説明

蒸気タービン設備および給水ポンプ駆動タービン運転方法

【課題】通常運転中の系統周波数変動等に伴いタービン負荷を急減させた場合であっても給水ポンプ駆動タービンへ必要な蒸気を供給できるようにすること。
【解決手段】制御装置40は、通常運転中に一定以上のタービン負荷急減が生じたときに、蒸気管23の給水ポンプ駆動タービン加減弁24a,24bを開くと共に、高圧タービンバイパス蒸気管26の高圧タービンバイパス弁27を開くための制御を行い、これにより加減弁24a,24bの開度が一定以上となり且つバイパス弁27の開度が一定以上となった場合に、蒸気管28の低温再熱蒸気遮断弁29を開くための制御を行う。

【発明の詳細な説明】
【技術分野】
【0001】
本発明は、給水ポンプ駆動タービンを備えた蒸気タービン設備および給水ポンプ駆動タービン運転方法に関する。
【背景技術】
【0002】
石炭火力発電プラントなどの蒸気タービン設備には、ボイラドラムに水を供給することが可能な、給水ポンプを駆動する給水ポンプ駆動タービンが設けられる。
【0003】
蒸気タービン設備では、事故があった際の負荷遮断や所内単独運転においてタービン負荷を急減させると、給水ポンプ駆動タービンへ供給されるべきタービン抽気の量が急減する。このとき、給水ポンプ駆動タービンへ供給される蒸気が不足しないようにするためには、例えば蒸気タービン排気を直接、給水ポンプ駆動タービンへ供給する経路を形成する。特許文献1には、負荷遮断や所内単独運転により負荷が急減した場合に、再熱器に供給される蒸気タービン排気の一部を分流して給水ポンプ駆動タービンに供給することが記載されている。
【先行技術文献】
【特許文献】
【0004】
【特許文献1】特開2002−115807号公報
【発明の概要】
【発明が解決しようとする課題】
【0005】
ところで、事故時のみならず、通常運転時においても、系統周波数変動等の不安定な状態が生じた場合にはタービン負荷を急減させる。この場合、ボイラドラムから発生する蒸気の量は急激には減少しないため、主蒸気圧力の上昇を抑えるためにタービンバイパス弁を開く。しかしながら、このとき、タービン負荷の急減のためにタービン加減弁の開度を減少させているため、ボイラドラムから発生する蒸気の量の減少に比べ、タービン抽気により供給される給水ポンプ駆動タービン用の蒸気の量の減少が著しくなり、給水ポンプが必要な流量の給水を行えなくなり、ドラムレベルが急激に減少してしまう。

依頼事項.
1 > 抜粋によれば、給水ポンプ駆動タービンはどのような設備に設けられていますか。
2 > 通常運転中に系統周波数変動などでタービン負荷を急減させたとき、タービンバイパス弁を開くのはなぜか、抜粋の記述に基づいて説明してください。
次に示す項目は、この抜粋の内容とは関係がありません。

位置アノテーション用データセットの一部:
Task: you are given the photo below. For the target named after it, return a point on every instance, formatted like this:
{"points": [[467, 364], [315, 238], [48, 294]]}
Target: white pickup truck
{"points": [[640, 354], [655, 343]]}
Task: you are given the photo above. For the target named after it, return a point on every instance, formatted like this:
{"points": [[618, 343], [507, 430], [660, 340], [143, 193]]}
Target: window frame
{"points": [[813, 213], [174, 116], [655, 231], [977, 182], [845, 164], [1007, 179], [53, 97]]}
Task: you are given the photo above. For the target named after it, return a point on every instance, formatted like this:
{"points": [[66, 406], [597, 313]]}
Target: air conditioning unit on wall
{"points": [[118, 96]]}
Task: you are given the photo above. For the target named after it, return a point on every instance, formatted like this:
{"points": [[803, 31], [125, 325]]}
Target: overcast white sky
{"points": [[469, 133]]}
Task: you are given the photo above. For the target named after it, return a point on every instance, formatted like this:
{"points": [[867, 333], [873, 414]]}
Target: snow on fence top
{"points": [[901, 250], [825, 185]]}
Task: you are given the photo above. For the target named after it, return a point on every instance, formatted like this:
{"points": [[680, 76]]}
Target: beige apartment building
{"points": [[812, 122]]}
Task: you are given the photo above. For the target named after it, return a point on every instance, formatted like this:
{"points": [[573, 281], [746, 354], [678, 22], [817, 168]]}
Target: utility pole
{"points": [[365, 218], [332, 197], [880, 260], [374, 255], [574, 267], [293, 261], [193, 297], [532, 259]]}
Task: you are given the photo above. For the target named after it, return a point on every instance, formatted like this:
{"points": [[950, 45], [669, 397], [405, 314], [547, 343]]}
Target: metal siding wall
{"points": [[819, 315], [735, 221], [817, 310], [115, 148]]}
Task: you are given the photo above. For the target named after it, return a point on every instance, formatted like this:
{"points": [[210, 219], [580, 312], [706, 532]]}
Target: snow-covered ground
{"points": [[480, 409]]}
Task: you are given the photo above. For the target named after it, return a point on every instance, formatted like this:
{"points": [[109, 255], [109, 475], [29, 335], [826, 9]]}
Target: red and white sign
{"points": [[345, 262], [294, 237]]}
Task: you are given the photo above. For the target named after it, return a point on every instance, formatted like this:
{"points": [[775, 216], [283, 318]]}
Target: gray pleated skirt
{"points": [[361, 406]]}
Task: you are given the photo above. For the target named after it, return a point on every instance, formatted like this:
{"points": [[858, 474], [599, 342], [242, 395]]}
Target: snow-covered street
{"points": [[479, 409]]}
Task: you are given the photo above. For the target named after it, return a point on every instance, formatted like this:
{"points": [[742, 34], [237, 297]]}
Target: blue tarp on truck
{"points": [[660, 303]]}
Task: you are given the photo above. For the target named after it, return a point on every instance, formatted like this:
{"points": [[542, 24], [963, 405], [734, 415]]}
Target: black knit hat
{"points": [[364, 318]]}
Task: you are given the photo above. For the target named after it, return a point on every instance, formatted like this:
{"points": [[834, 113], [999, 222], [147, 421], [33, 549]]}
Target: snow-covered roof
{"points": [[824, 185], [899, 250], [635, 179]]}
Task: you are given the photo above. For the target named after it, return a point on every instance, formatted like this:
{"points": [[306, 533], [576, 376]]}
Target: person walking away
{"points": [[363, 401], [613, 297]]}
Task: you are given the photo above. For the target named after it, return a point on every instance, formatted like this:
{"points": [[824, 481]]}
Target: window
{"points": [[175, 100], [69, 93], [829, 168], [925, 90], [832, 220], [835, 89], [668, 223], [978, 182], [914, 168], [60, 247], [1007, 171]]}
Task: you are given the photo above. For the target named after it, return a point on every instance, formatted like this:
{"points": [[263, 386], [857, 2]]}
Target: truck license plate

各課題の解答.
1 > 石炭火力発電プラントなどの蒸気タービン設備に設けられています。

2 > ボイラドラムから発生する蒸気の量は急激には減少しないためです。タービンバイパス弁を開くことで、主蒸気圧力の上昇を抑えます。